··· Listed records ···

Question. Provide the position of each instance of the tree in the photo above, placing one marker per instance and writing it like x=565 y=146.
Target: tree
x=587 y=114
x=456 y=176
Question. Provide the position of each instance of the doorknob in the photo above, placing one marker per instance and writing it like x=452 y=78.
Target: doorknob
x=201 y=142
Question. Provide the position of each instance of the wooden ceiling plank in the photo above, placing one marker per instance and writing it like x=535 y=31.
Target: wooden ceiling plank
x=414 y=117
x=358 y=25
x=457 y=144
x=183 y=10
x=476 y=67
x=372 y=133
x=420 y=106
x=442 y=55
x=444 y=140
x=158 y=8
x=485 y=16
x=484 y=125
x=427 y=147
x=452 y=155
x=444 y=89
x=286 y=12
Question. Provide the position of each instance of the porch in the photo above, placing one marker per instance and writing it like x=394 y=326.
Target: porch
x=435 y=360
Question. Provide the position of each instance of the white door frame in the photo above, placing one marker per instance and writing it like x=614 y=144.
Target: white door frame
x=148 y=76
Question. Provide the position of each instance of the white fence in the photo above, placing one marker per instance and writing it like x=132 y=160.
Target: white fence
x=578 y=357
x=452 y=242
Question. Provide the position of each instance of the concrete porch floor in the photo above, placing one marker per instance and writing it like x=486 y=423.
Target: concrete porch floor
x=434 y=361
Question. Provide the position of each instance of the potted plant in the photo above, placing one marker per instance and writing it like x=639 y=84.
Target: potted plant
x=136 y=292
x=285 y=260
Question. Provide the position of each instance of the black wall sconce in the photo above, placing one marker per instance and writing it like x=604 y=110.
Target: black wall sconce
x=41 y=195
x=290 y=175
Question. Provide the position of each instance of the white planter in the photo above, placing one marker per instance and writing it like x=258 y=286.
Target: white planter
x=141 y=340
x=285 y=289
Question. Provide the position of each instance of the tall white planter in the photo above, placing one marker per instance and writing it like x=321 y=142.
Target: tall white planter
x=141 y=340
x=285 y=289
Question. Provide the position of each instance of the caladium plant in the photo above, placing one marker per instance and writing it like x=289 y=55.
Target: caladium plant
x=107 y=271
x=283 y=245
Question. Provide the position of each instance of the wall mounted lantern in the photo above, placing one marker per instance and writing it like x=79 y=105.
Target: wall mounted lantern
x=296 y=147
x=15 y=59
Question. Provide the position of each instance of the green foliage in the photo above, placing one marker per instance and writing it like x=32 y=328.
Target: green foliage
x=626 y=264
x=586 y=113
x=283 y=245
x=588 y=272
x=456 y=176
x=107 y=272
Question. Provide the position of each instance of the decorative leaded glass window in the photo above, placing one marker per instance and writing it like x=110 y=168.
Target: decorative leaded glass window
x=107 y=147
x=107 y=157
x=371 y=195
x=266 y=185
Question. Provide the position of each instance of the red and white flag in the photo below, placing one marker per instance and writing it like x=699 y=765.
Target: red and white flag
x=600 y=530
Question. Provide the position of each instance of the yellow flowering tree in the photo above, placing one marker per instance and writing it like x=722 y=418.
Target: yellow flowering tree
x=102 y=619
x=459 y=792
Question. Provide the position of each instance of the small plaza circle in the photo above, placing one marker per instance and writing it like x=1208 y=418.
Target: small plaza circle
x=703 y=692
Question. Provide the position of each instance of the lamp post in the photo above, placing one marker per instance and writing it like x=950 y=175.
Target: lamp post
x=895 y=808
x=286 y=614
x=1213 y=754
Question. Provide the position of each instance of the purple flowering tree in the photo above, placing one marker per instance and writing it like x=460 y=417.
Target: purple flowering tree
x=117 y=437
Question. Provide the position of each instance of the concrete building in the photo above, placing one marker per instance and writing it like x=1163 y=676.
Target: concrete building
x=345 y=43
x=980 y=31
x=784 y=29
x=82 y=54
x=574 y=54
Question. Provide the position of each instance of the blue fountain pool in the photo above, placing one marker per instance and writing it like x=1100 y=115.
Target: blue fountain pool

···

Rewrite all the rows above, putting "a single marker for each instance" wherever "one marker per instance" appears and keeping everything else the same.

Question. Provide the position of each instance of the tree in the photo above, placing a single marker for each instance and writing it like x=565 y=146.
Target: tree
x=587 y=114
x=456 y=176
Question. Provide the position of each instance of the doorknob in the photo above, placing a single marker for each instance and writing it like x=452 y=78.
Target: doorknob
x=201 y=142
Question. Provide the position of each instance of the wooden ceiling plank in the photo above, placing a single marker for each instance and writing it like x=535 y=31.
Target: wooden ceiling plank
x=414 y=117
x=358 y=25
x=457 y=144
x=183 y=10
x=476 y=67
x=372 y=133
x=420 y=106
x=442 y=55
x=444 y=140
x=158 y=8
x=485 y=16
x=484 y=125
x=427 y=147
x=452 y=155
x=444 y=89
x=286 y=12
Question. Provide the position of each instance of the porch in the photo above, placing a single marker for each instance and writing it like x=394 y=326.
Target: porch
x=435 y=360
Question. Provide the position of each instance of the white door frame in the photo above, placing a single marker for each instance and writing it like x=614 y=144.
Target: white door frame
x=148 y=76
Question. Provide the position of each instance of the white fence in the photo above, placing a single marker for each instance and writing it like x=132 y=160.
Target: white fence
x=578 y=357
x=452 y=242
Question. Provide the position of each instance of the concrete porch floor in the photo above, placing a single marker for each instance and writing it like x=486 y=423.
Target: concrete porch floor
x=434 y=361
Question. Provide the position of each instance of the potted plant in the photo above, placing a single marker for each instance and writing it like x=639 y=84.
Target: potted plant
x=136 y=292
x=285 y=260
Question. Provide the position of each instance of the black wall sconce in the photo above, placing a single marker for each instance and writing it like x=604 y=110.
Target: black wall sconce
x=41 y=195
x=290 y=175
Question. Provide the position of each instance of the white planter in the photo above, placing a single marker for each instance and writing it like x=258 y=286.
Target: white planter
x=141 y=340
x=285 y=289
Question. Provide the position of each instance of the tall white planter in the photo above, placing a single marker for each instance and writing it like x=321 y=142.
Target: tall white planter
x=141 y=340
x=285 y=289
Question. Provide the position of each instance of the caladium plant in the photo above, placing a single marker for each instance and writing it like x=289 y=55.
Target: caladium plant
x=107 y=271
x=283 y=245
Question. Provide the position of each instance of the wall mounted lantern in the photo above, placing a single marker for each instance and writing it like x=79 y=105.
Target: wall mounted lantern
x=296 y=147
x=15 y=59
Question. Provide the position of each instance of the green foliage in the photo above, placing a single marker for each instance and writing it like x=32 y=328.
Target: green foliage
x=626 y=264
x=586 y=113
x=283 y=245
x=588 y=272
x=456 y=176
x=107 y=272
Question. Provide the position of each instance of the decorative leaded glass window in the photo above, placing a single marker for each instance and writing it like x=110 y=168.
Target: decorative leaded glass window
x=107 y=147
x=107 y=157
x=371 y=195
x=266 y=185
Question. Provide the position of each instance of the red and white flag in the photo below, placing a single marker for each instance and writing it like x=699 y=765.
Target: red and white flag
x=600 y=530
Question. Provide the position of each instance of the yellow flowering tree in the photo above, placing a single marker for each instance and writing it like x=722 y=418.
Target: yellow flowering tree
x=102 y=619
x=459 y=792
Question. Provide the position of each instance of the small plaza circle in the photo above, placing a single marker for each instance and writing it like x=1208 y=418.
Target: small plaza circle
x=703 y=692
Question. Provide the position of each instance of the lamp post in the photo above, placing a single marker for each instance and writing it like x=950 y=175.
Target: lamp post
x=895 y=808
x=286 y=614
x=1213 y=754
Question. Provide the position of each instance of the purple flowering tree in the photo above, placing a single marker for each instance and writing it like x=460 y=417.
Target: purple flowering tree
x=117 y=437
Question. Provide the position of each instance of the concrete building in the photo above, placing a single marker for each instance and writing it like x=1163 y=676.
Target: concrete building
x=345 y=43
x=980 y=31
x=784 y=29
x=82 y=54
x=574 y=54
Question. Provide the position of each instance of the blue fountain pool in the photo above, placing a single marker for each instance and writing it like x=1100 y=115.
Target: blue fountain pool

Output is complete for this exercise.